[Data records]
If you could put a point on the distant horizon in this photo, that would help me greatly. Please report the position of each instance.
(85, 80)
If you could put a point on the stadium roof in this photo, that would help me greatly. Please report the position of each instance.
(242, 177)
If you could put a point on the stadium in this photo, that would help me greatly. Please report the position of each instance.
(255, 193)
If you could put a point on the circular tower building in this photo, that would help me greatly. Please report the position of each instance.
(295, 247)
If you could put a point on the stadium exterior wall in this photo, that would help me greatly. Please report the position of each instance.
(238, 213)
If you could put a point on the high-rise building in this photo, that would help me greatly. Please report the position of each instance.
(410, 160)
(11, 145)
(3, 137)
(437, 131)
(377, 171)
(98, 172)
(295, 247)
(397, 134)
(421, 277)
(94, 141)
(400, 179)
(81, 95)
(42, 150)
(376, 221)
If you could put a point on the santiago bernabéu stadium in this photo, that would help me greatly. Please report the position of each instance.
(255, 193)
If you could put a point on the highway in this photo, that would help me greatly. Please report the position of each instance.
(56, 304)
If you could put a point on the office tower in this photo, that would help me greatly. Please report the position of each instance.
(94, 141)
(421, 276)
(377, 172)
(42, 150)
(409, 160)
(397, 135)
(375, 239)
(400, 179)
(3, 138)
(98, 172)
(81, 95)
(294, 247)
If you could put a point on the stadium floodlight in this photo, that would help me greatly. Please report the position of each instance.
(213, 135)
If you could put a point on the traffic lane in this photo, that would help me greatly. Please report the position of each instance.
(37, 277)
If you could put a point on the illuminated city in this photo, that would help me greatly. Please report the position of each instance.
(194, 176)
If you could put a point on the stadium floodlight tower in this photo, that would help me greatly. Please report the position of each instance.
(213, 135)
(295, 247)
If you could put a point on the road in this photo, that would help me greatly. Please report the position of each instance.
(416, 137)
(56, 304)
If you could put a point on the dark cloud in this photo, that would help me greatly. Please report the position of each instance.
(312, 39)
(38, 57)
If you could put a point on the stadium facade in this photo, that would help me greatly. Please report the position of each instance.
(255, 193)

### WORK TO DO
Can you render every line of the entries above as a JSON list of strings, one string per line, with blank lines left out?

### WRITTEN SOLUTION
[
  "If you could put a point on the distant horizon in this photo, that would help me greatly. Please report the position of each instance.",
  "(85, 80)",
  "If you could put a point on the stadium roof in this photo, that would help me greatly. Please report the position of each instance.",
  "(242, 177)",
  "If you could put a point on the stadium in this photo, that would help me greatly. Please report the position of each instance.",
  "(255, 193)",
  "If you could put a point on the circular tower building in this photo, that would help me greatly. Please report the position of each instance.",
  "(295, 247)",
  "If you could put a point on the stadium exterior wall in this photo, that would help me greatly. Please report the position of each instance.",
  "(238, 213)",
  "If you could put a point on the high-rise building in this photo, that would help me greatly. Please report the position of each instance.",
  "(410, 160)",
  "(11, 145)",
  "(3, 137)",
  "(437, 131)",
  "(377, 171)",
  "(98, 172)",
  "(295, 247)",
  "(397, 134)",
  "(421, 277)",
  "(94, 141)",
  "(400, 179)",
  "(81, 95)",
  "(42, 150)",
  "(376, 221)",
  "If you could put a point on the santiago bernabéu stadium in this photo, that would help me greatly. Please report the position of each instance.",
  "(255, 193)",
  "If you could put a point on the highway in this photo, that would help me greatly. Please report the position of each instance.",
  "(56, 304)",
  "If you could put a point on the office tower in this photo, that would help me greatly. Please report the position of each instance.",
  "(94, 141)",
  "(421, 276)",
  "(377, 172)",
  "(42, 150)",
  "(409, 160)",
  "(397, 135)",
  "(375, 239)",
  "(400, 179)",
  "(3, 138)",
  "(98, 172)",
  "(81, 95)",
  "(294, 247)",
  "If you could put a point on the stadium floodlight in this photo, that would help me greatly. Please report the position of each instance.",
  "(213, 135)",
  "If you could put a point on the traffic lane in this photo, that would help me greatly. Please report the position of each instance.",
  "(37, 277)",
  "If you could put a point on the illuminated city in this photo, that would help me greatly. Please report the position of each instance.",
  "(194, 176)",
  "If you could put a point on the stadium floodlight tower in this photo, that would help me greatly. Please report the position of each instance.",
  "(213, 135)",
  "(295, 247)",
  "If you could put a point on the road in this photo, that would help me greatly. Please report the position of each instance.",
  "(416, 137)",
  "(56, 304)",
  "If you could put a point on the dark cloud in this photo, that would help me greatly. Please report the position of each instance.",
  "(312, 39)",
  "(38, 57)",
  "If you could put a point on the stadium facade in this photo, that would help me greatly. Please report the position of each instance.",
  "(255, 193)"
]